# Supplied material
>>>

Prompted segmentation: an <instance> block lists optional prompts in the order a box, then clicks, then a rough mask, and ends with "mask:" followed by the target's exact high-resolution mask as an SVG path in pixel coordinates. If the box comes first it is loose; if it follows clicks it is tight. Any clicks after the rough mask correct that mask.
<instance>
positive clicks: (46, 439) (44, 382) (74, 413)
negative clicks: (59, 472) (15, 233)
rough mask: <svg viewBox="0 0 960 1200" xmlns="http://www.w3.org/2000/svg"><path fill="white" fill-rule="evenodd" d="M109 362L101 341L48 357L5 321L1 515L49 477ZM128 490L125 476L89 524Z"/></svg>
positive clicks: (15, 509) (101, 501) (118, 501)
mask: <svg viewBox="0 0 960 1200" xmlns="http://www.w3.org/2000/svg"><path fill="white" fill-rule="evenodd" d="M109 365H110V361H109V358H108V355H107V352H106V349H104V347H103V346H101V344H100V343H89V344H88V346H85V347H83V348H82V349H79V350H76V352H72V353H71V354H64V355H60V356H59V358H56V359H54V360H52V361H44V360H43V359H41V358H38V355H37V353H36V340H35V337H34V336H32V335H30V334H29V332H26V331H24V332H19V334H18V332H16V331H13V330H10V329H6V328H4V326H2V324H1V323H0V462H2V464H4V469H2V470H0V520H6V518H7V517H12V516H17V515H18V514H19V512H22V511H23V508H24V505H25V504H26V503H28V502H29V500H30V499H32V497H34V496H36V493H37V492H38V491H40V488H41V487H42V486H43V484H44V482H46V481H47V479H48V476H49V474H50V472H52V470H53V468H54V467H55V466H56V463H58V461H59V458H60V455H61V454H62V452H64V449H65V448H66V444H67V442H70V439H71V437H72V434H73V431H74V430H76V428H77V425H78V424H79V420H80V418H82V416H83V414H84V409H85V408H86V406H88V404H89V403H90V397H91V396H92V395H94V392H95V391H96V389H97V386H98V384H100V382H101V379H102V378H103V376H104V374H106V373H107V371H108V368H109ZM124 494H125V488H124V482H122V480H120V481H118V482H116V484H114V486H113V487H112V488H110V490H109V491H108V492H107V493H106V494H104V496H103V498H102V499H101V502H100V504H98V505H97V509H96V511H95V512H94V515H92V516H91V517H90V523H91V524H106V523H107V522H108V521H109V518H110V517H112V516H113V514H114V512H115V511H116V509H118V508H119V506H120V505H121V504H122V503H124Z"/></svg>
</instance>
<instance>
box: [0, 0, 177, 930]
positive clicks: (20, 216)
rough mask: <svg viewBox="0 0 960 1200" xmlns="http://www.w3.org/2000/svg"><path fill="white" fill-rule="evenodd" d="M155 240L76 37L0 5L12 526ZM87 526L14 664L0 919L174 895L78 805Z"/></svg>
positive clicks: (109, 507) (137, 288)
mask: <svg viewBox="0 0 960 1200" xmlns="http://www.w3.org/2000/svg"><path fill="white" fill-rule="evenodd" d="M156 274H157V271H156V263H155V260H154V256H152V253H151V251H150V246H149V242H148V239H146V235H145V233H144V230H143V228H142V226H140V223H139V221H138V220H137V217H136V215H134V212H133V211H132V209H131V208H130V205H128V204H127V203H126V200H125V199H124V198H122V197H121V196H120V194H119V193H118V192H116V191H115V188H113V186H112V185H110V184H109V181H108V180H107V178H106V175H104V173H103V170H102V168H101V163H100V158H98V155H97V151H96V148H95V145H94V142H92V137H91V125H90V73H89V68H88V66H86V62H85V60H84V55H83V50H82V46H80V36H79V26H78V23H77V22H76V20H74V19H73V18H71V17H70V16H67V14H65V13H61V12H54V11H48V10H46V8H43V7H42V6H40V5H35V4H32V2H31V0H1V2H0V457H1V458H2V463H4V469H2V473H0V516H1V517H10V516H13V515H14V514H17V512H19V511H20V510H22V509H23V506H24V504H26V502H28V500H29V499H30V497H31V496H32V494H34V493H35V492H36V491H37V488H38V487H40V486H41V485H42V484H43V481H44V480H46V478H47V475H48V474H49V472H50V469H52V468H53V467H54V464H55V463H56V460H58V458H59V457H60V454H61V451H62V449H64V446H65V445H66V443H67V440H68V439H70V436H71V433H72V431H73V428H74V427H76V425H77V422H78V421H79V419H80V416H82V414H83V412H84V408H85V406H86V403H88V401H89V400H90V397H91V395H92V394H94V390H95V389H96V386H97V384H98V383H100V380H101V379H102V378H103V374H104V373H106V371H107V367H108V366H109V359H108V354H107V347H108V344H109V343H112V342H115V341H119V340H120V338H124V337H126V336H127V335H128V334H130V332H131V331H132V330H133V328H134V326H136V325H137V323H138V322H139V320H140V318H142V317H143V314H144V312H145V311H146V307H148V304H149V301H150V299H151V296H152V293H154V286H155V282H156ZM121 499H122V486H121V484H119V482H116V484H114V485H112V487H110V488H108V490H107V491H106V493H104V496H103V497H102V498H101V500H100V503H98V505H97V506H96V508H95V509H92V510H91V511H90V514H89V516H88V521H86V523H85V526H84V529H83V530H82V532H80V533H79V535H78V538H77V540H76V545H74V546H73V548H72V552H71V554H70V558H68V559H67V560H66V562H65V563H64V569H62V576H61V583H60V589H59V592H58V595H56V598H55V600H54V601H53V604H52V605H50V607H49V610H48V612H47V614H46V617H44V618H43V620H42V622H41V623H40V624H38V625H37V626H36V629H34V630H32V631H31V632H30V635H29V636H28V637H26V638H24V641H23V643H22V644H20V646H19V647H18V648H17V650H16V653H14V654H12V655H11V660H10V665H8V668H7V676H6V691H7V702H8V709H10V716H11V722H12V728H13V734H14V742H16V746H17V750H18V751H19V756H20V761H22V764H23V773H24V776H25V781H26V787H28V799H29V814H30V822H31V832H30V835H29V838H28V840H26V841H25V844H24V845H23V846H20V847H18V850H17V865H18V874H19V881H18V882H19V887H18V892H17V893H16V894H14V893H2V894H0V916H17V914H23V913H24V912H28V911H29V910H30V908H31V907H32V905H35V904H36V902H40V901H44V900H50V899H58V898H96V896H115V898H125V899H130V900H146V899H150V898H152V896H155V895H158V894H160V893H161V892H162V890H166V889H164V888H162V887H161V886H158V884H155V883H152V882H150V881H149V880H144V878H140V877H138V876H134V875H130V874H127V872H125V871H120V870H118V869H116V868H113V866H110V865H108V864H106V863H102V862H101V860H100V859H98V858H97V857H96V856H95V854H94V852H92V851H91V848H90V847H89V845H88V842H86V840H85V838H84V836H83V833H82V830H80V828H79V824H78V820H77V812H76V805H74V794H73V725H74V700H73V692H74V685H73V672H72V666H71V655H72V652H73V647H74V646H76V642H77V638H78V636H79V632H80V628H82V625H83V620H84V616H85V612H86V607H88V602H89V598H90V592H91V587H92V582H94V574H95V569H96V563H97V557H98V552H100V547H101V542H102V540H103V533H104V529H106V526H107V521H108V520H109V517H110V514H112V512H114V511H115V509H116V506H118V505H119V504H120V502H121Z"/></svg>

<<<

Look through the data above and return each line where the string "instance" occurs.

# Finished exercise
Prompted segmentation: an <instance> block lists optional prompts in the order a box, then clicks, then a rough mask, and ends with "mask:" followed by the target's exact high-resolution mask as an SVG path in pixel coordinates. If the box comes first it is loose; if it follows clicks it is tight. Any clicks after the rough mask correct that mask.
<instance>
</instance>
<instance>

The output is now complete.